Assignment =>
Can you output the records below exactly as they are written?

Stored data entries:
*** Begin section ***

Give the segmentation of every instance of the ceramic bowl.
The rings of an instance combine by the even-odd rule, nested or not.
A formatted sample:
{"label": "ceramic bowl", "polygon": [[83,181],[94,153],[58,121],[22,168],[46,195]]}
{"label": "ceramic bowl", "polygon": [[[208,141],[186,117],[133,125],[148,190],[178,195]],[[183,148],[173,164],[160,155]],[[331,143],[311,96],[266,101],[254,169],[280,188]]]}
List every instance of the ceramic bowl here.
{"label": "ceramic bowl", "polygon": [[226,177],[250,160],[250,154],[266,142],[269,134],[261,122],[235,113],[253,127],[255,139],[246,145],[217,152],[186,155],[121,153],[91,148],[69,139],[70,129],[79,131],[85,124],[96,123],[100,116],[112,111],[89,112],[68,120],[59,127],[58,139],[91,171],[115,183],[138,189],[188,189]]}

*** End section ***

Output of the task =>
Give the segmentation of every instance of the ceramic bowl.
The rings of an instance combine by the even-odd rule, nested or not.
A formatted sample:
{"label": "ceramic bowl", "polygon": [[83,181],[94,153],[58,121],[22,168],[46,195]]}
{"label": "ceramic bowl", "polygon": [[[208,141],[186,117],[133,125],[148,190],[178,195]],[[183,148],[173,164],[160,155]],[[331,143],[311,96],[266,101],[254,169],[280,188]]]}
List every instance of the ceramic bowl here.
{"label": "ceramic bowl", "polygon": [[226,177],[250,160],[250,154],[266,142],[269,134],[261,122],[235,113],[253,127],[255,139],[246,145],[217,152],[186,155],[121,153],[91,148],[69,139],[70,129],[79,131],[85,124],[96,123],[100,116],[112,111],[89,112],[68,120],[59,127],[58,139],[91,171],[115,183],[138,189],[188,189]]}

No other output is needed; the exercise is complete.